§ **Records for this exercise**
* * * * *

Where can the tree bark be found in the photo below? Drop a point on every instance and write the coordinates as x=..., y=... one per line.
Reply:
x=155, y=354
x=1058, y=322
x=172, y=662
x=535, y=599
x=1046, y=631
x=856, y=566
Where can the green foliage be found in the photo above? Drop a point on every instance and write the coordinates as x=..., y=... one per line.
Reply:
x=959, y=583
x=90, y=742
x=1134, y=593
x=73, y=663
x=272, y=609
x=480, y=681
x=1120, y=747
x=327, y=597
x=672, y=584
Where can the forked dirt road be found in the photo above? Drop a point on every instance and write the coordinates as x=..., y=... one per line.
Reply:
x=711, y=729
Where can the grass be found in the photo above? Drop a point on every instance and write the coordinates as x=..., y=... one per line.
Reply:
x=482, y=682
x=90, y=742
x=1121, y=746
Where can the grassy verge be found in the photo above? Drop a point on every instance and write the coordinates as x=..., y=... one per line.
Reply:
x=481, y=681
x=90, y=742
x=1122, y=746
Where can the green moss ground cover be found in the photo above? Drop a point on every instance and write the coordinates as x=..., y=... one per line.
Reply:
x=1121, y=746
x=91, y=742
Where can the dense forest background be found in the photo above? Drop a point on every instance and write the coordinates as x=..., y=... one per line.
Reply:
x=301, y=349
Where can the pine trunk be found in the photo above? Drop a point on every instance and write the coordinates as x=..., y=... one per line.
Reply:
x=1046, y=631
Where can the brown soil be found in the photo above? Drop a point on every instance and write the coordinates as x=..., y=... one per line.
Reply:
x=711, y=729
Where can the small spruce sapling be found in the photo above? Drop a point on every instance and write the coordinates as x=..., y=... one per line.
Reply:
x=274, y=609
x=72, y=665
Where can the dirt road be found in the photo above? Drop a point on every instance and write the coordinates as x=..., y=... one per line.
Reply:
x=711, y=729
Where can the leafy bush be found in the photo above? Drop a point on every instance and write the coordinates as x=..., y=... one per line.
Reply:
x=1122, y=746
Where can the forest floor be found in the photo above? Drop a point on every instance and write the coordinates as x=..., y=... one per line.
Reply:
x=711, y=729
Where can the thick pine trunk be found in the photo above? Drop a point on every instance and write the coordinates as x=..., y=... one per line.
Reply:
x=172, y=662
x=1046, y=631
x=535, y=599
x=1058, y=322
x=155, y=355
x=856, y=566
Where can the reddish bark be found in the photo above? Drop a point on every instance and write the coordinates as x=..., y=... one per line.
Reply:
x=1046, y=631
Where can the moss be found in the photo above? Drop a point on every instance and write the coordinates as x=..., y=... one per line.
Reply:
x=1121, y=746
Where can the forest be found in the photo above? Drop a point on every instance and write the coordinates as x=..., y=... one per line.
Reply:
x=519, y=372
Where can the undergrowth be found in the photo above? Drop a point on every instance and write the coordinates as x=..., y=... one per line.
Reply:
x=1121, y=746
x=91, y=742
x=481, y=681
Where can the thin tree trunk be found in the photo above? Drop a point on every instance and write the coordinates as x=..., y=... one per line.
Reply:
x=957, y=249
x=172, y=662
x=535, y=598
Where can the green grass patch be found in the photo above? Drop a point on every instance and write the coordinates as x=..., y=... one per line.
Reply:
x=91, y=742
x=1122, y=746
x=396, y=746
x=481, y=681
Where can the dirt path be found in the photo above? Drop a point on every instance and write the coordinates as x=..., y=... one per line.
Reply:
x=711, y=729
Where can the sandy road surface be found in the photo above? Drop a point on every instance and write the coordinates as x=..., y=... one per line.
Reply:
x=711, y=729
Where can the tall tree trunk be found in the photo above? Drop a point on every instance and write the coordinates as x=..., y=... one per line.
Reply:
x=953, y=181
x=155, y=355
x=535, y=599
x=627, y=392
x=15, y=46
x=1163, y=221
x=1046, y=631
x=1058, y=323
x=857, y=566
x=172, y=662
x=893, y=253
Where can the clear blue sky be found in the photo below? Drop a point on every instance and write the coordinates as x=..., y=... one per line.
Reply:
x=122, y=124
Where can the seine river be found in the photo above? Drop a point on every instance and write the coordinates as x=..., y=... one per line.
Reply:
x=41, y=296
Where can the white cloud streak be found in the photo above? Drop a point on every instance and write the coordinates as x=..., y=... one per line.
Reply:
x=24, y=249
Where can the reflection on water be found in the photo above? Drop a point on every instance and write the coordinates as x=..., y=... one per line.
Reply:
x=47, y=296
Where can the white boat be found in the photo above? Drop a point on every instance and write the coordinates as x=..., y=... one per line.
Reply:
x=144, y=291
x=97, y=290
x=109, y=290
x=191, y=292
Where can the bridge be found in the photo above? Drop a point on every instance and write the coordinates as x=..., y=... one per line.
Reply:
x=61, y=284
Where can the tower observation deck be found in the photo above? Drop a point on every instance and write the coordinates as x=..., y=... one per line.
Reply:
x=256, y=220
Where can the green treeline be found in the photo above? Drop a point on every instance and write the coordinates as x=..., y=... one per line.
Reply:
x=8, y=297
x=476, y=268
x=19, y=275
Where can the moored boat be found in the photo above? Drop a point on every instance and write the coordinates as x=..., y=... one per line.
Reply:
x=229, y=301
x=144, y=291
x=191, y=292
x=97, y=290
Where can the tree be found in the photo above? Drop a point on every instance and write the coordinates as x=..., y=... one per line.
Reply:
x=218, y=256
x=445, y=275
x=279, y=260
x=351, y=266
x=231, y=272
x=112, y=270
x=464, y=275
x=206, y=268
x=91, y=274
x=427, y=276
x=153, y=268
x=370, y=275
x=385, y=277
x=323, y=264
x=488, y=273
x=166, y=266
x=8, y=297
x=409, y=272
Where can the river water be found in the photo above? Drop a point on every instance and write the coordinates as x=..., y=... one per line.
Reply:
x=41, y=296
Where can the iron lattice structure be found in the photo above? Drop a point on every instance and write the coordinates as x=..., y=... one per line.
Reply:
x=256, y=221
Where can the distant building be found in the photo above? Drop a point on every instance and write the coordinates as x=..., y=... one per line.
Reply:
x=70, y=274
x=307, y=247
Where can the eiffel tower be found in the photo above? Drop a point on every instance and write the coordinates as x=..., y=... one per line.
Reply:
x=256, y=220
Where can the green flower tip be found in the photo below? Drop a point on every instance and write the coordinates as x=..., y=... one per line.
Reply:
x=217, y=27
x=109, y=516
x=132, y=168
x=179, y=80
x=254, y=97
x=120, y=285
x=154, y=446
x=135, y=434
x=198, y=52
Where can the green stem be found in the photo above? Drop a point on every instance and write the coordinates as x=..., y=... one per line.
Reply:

* * * * *

§ **Directions for this task**
Write out the lines above again, starting at the line containing "Where can the moss" and ending at the line containing "x=519, y=372", keeping every line. Shift each coordinate in the answers by -13.

§ **Written reply**
Where can the moss be found in the photo above? Drop a point on every instance and write the coordinates as x=..., y=... one per line.
Reply:
x=1108, y=733
Where can the forest be found in the photo above? Drop a point on every instance and write the coordinates as x=..., y=... one per line.
Reply:
x=506, y=359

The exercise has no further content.